Non-pharmacologic interventions available to prevent and treat hypertension include physical activity, moderation in alcohol intake, diet and reduced dietary sodium intake, Williams said.
“The No. 1 [non-pharmacologic intervention] is diet,” Williams said. “It dwarfs pretty much everything else you do.”
Data have shown that sugar is one of the worst ingredients patients consume, he said, noting that more focus should be placed on governing fiber intake compared with fructose intake.
“A lot of people ask, ‘Fructose isn’t normal sugar, it’s a fruit sugar. It has got to be natural and it’s OK,’” Williams said. “When you juice it, you’re dumping the fiber. If you’re eating certain things like grapes, there’s very little fiber and a lot of sugar.”
Sugar in any form results in an insulin response, which accelerates atherosclerosis and vascular damage, but reducing the amount of sugar intake reverses the damage that it is associated with, according to the presentation.
The REGARDS study found that the Southern diet, defined as a combination sugar, cholesterol and saturated fat, was worse than any other American diet, as it results in an increased risk for heart disease and stroke, and an increased risk for death in patients with renal disease.
“These are the kinds of things we could avoid if we were to change that diet,” Williams said.
An unhealthy plant-based diet, which consists of foods such as fried potatoes, refined grains and sugar-sweetened beverages, increased the rate of heart disease more than a diet that includes meat, according to the presentation.
A study published in JAMA found that a variety of factors from an American diet increased the risk for mortality, including increased sodium, insufficient seeds, increased processed meats, decreased seafood consumption, increased sugar-sweetened beverage intake and a lack of vegetables, fruits and whole grains.
Low-carbohydrate, high protein diets are popular among patients due to its weight loss effects, though they are associated with increased mortality in the general population and in those post-MI. This may be explained through red meat consumption, particularly processed red meat, according to the presentation.
“The best thing you can do is take every piece of processed meat and substitute it with a nut, and you would dramatically decrease the risk,” Williams said.
The Mediterranean diet can potentially reduce the risk for mortality if it is more plant-based, according to the presentation.
Williams said all animal-product-based diets are potentially problematic.
“Eggs cause more cancer than processed red meat, and processed red meat is on the World Health Organization’s class I carcinogen list,” Williams said. “Cardiovascular disease is more related to the intake of processed red meat, but for total mortality, all-cause mortality, there are no safe animal products.”
:::
• Work task A
In the excerpt on diet, which list does Williams say processed red meat appears on?
• Work task B
For each statement, say whether the excerpt on diet agrees with it. Answer yes or no, and quote the deciding words.
(i) Physical activity is one of the non-pharmacologic interventions for hypertension.
(ii) An unhealthy plant-based diet increased the rate of heart disease less than a diet that includes meat.
(iii) Reducing sugar intake reverses the damage associated with sugar.
• Work task C
Output a passage of the excerpt on diet without changes. Begin at the words "The Mediterranean diet" and stop after "are potentially problematic.".
The records have no connection to the excerpt on diet.

• Information provided
:::
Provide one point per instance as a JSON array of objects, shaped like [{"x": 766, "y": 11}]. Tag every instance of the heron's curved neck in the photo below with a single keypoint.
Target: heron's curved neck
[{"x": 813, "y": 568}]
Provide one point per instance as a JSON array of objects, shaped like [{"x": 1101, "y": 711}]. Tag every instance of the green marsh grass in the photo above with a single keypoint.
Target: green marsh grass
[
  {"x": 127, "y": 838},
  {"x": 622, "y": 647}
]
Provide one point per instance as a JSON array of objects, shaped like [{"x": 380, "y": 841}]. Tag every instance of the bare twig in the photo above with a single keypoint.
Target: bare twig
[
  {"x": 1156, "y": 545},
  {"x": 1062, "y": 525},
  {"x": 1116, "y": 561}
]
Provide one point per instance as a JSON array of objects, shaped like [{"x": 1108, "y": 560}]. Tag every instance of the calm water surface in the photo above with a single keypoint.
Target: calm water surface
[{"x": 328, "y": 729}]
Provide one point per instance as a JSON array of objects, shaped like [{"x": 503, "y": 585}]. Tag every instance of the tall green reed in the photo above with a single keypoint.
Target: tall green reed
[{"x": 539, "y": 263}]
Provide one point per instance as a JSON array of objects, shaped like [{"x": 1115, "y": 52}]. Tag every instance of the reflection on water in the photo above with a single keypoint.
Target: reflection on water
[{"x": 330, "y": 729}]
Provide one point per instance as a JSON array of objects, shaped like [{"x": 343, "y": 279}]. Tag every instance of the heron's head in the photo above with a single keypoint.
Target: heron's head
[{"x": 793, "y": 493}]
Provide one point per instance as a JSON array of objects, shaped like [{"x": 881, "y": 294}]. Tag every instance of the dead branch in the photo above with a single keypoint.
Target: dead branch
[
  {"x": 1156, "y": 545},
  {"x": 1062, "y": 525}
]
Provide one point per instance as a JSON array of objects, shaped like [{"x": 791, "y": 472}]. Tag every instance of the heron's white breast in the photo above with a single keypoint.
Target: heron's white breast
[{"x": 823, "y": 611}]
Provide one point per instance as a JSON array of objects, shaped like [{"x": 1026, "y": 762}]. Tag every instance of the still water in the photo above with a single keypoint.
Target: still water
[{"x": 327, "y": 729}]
:::
• Response A
The World Health Organization’s class I carcinogen list.

• Response B
(i) Yes: "Non-pharmacologic interventions available to prevent and treat hypertension include physical activity"
(ii) No: "increased the rate of heart disease more than a diet that includes meat"
(iii) Yes: "reducing the amount of sugar intake reverses the damage that it is associated with"

• Response C
The Mediterranean diet can potentially reduce the risk for mortality if it is more plant-based, according to the presentation.
Williams said all animal-product-based diets are potentially problematic.